The Ultimate Parasite, TAS: S1E1 “Beyond the Farthest Star”

The original Enterprise crew is back!  Continuing their adventures right where they left off, The Animated Series exchanges Kirk’s five-year mission for an ongoing ‘star charting’ expedition, now rendered in a budget-friendly Hanna Barbara campiness.  Aside from the obvious switch into the toonverse, and a shorter run time, there is no real difference between the animated adventures and the live action ones, which had ended only a few years prior.  All the actors reprise their roles onboard the familiar old starship, and the animated format allowed for much more complicated alien and ship designs, which would not have been possible in the original Trek.  In a sense, this new iteration was better than its predecessor, as it had more potential to explore Gene Roddenberry’s original vision for the show.  The Animated Series was able to use a sort of special effects of its time, simply by being a more hypothetical medium.  With modern film, we are so used to high budget CGI that we expect aliens and ships to look a certain way, but even these are all designs conceptualized by an artist at one point.  Computerized special effects is essentially a type of animation.  Fans can look back in fondness of what they were trying to portray, even if the number of frames can be counted on one hand!

The first voyage onboard Kirk’s animated Enterprise sees the crew caught in the gravity well of a dead star as they encounter an abandoned alien ship.  This is where the animators took advantage of their new freedom, creating a complex alien vessel which looks like a network of fungal pods in space.  Kirk assembles an away team and boards the empty craft.  The team discovers that the ship was infected by an evil parasite, appearing as an intelligent, green miasma.  The alien crew had to abandon ship, bursting the space pods to escape.  They recorded a message to any passers-by that the hostile alien parasite is trying to escape the dead star by hijacking their ship.  Kirk and crew try to evade it, but find that the parasitic smog infected the Enterprise as well, integrating itself into the ship’s systems.   It is described as a symbiont, with the ability to understand and adapt to any technology.  Since Spock managed to protect the navigation controls using a force field, Kirk is able to fly the ship at high speed toward the dead star.  The apparent suicide mission scares the alien out of the ship, and it jumps into the star.  Kirk instead uses the gravity of the star to slingshot the Enterprise out of the planetary system, leaving the lonely space parasite trapped inside.

Things to do
1. According to the episode review, what does the abandoned alien vessel look like?
2. List every action the episode review's second paragraph attributes to Kirk, including any he performs together with the crew.
3. Continue the episode review with one further paragraph after its final sentence.

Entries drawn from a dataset
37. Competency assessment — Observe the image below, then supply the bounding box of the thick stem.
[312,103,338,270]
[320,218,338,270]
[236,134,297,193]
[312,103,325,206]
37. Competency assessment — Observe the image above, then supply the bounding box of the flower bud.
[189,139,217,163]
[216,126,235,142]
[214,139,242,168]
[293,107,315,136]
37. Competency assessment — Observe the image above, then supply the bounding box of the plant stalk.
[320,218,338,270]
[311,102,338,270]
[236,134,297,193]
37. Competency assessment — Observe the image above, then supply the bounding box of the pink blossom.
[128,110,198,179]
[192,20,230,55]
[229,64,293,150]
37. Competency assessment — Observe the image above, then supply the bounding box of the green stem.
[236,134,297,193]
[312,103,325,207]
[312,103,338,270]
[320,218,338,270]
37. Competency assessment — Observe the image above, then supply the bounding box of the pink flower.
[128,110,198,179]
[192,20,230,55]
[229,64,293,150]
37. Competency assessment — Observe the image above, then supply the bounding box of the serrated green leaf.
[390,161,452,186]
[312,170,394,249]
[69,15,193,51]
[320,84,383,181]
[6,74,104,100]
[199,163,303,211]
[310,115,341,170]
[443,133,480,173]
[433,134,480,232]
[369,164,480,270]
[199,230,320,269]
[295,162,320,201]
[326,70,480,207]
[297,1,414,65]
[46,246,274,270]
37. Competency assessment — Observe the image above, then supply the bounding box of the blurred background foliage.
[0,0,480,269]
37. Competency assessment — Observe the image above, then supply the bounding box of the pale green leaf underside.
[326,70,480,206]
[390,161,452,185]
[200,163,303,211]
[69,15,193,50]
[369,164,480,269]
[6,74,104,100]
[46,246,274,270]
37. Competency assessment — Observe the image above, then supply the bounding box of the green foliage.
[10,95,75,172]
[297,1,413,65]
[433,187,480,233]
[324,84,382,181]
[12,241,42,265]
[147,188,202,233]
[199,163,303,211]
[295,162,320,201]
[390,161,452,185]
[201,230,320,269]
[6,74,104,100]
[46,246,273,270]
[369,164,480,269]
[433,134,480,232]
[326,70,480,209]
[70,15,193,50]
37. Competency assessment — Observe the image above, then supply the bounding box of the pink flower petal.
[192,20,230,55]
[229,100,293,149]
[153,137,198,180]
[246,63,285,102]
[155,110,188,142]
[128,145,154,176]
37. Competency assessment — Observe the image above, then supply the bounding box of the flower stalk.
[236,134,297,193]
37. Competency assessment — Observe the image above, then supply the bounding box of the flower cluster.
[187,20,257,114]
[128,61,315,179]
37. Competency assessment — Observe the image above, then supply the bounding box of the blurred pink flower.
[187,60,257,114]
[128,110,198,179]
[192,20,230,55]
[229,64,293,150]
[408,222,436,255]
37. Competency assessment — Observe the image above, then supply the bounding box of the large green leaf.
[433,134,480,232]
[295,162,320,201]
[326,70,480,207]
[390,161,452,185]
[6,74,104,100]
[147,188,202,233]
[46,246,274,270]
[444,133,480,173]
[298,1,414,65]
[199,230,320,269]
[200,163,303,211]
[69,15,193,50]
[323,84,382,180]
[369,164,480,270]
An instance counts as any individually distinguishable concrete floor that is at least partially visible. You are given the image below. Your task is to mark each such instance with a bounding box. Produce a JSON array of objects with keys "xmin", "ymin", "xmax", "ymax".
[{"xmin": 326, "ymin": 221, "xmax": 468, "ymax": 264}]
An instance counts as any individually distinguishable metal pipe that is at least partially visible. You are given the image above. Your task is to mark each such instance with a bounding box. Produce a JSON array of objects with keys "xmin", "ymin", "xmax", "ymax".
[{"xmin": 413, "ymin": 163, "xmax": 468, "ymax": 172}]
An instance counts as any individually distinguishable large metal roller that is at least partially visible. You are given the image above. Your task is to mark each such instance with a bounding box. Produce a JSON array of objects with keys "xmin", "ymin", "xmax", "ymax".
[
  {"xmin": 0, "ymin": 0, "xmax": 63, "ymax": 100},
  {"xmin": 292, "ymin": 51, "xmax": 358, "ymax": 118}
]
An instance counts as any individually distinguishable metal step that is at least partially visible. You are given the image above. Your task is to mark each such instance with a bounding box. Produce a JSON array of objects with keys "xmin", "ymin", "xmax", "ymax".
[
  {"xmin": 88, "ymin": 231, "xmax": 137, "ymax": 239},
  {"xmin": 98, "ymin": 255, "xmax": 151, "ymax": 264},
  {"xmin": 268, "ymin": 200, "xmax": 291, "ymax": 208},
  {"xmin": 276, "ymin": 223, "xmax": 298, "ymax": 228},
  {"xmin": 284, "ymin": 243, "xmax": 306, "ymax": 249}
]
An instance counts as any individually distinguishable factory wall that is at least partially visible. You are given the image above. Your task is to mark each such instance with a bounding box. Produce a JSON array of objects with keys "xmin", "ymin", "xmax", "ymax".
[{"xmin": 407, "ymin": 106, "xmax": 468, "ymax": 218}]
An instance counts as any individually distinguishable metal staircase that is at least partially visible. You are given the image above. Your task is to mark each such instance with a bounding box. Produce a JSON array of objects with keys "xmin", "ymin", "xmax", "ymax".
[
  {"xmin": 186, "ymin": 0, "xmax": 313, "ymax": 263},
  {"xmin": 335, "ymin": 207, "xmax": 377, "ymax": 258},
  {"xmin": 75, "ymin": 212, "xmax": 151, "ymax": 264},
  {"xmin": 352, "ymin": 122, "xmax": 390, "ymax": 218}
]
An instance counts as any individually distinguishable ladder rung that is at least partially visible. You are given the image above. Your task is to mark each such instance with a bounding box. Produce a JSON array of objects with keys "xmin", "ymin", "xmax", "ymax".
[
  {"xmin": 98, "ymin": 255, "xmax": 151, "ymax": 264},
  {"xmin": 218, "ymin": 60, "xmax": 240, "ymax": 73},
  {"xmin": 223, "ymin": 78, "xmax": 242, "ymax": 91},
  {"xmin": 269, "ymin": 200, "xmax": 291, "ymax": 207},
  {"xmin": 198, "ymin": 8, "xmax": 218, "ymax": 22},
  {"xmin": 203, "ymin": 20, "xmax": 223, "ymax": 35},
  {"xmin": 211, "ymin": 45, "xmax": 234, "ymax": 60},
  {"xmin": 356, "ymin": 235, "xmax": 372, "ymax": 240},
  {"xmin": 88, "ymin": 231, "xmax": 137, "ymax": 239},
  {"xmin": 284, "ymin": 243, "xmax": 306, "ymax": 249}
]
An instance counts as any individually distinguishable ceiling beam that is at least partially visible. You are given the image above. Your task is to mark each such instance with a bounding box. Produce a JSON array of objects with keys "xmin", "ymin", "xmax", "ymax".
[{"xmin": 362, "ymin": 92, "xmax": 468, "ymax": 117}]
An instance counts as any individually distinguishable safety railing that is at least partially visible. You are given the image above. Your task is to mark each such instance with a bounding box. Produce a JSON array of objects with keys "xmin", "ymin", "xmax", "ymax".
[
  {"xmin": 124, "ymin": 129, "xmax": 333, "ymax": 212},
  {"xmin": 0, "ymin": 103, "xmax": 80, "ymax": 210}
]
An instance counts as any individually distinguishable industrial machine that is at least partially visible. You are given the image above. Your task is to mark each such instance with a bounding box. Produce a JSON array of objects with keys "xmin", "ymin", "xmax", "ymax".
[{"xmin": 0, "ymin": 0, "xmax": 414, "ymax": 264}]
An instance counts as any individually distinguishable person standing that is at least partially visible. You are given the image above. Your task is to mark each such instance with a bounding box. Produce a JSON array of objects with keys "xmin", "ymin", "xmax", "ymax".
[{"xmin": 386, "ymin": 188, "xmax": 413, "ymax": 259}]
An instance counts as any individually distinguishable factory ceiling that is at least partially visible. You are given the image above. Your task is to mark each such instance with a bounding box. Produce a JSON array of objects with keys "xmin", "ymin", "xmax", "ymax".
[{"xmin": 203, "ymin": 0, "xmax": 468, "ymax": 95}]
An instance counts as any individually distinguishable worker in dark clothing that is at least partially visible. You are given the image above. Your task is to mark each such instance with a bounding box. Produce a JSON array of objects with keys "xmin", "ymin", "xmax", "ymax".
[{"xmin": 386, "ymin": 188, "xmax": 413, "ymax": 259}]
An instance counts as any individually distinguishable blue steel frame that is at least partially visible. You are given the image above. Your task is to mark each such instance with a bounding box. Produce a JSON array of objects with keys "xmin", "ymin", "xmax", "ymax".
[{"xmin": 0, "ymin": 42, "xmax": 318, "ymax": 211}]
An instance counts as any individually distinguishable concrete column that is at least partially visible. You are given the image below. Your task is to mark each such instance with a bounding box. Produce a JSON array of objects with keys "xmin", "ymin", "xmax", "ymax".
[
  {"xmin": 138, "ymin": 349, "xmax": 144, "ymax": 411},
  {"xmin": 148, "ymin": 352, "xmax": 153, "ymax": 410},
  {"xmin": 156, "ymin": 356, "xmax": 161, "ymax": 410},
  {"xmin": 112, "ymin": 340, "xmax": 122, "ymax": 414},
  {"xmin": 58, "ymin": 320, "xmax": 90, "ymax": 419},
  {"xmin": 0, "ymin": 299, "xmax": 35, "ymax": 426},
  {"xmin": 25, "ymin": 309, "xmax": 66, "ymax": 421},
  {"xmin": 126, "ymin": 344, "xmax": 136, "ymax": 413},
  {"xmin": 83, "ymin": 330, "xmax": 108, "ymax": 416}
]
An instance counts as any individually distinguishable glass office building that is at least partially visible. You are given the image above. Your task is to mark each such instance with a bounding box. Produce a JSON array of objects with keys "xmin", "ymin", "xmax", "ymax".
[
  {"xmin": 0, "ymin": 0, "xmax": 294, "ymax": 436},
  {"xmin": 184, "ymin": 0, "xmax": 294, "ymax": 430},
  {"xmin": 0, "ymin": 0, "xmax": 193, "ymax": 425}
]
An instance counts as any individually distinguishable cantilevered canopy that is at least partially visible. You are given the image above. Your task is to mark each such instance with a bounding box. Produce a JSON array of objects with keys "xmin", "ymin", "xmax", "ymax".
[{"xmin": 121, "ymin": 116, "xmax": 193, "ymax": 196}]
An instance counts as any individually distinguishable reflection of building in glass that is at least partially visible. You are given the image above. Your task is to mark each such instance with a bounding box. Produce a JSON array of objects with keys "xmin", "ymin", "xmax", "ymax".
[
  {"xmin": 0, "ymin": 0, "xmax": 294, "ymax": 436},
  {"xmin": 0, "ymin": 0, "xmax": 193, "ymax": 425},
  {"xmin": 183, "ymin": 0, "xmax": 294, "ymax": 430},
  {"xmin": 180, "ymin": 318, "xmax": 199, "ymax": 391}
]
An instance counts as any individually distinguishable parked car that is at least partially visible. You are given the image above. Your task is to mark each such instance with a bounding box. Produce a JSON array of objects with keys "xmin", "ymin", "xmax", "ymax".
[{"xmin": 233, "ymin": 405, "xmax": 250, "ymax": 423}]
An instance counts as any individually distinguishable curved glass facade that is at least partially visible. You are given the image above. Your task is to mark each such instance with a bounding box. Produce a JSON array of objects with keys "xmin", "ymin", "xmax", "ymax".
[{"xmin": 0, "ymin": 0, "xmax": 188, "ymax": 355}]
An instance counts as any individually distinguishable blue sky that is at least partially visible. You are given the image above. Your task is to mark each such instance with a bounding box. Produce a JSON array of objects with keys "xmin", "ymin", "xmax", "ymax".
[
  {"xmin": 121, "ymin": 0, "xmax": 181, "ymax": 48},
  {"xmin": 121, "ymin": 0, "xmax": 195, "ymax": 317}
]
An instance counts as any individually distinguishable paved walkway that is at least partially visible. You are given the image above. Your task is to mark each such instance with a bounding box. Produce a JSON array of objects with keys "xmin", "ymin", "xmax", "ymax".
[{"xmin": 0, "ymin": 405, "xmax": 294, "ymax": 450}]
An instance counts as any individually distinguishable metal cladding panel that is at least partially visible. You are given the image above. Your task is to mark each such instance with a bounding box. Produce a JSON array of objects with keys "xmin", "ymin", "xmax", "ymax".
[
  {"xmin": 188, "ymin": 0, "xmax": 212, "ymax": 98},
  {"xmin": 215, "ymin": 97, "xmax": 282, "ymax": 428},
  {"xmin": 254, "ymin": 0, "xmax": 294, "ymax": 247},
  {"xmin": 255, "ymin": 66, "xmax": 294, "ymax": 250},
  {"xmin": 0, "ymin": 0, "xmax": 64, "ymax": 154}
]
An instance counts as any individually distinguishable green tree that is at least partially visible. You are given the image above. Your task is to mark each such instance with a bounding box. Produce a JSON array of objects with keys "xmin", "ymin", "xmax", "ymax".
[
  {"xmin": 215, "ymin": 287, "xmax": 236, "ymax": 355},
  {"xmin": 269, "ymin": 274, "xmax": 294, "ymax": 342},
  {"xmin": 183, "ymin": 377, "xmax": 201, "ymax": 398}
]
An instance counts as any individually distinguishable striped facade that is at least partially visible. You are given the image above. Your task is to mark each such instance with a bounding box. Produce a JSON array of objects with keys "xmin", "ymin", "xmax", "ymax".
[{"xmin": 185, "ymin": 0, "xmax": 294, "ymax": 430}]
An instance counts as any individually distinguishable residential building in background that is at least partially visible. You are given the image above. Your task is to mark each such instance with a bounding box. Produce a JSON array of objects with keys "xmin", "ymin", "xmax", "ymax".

Exercise responses
1. It looks like a network of fungal pods in space.

2.
- Assembles an away team
- Boards the empty alien craft
- Tries, with the crew, to evade the parasite
- Flies the ship at high speed toward the dead star
- Uses the star's gravity to slingshot the Enterprise out of the planetary system

3.
Unfortunately, the shorter run time of the animated series does not allow for much in depth examination of the miasma parasite.  It would have been interesting to explore what kind of biological or physical features a cloud of sentient green fog would have to develop in order to integrate into a spaceship.  The only description given is that it is a ‘symbiont’ perfectly adapted to bind with the technology onboard both the alien ship and the Enterprise.  Symbiosis is imprecise, as the green fog creature acts more like a parasite.  However, both terms fail to accurately classify the creature, as these describe relationships between living things.  Symbiosis is when two organisms form a mutually beneficial relationship.  Human gut bacteria help us digest food in exchange for a habitat and food source for themselves.  Parasitism is when one member of the relationship benefits while the other is harmed.  A tapeworm is less welcome in your gut compared to the bacteria.  This is where it becomes tricky, since the starship Enterprise is not sentient, can it be ‘harmed’ in the same sense that a living creature is?  One could argue that the people aboard the Enterprise were harmed, but the miasma was not integrating into any of them.

Strictly speaking, biological terminology cannot be applied to non-living organisms without forfeiting some of its meaning.  However, it often is.  We refer to some malicious software as ‘viruses’.  Even though a computer is not being infected with genetic code, its systems are still being commandeered to replicate and spread a different kind of code, using a mechanism reminiscent of a biological virus.  When such a close analogy presents itself, old terminology may have to be adapted to describe the incomprehensible.  Kirk and crew will need new terms as they encounter some truly alien lifeforms, both the evilly drawn and creatively animated.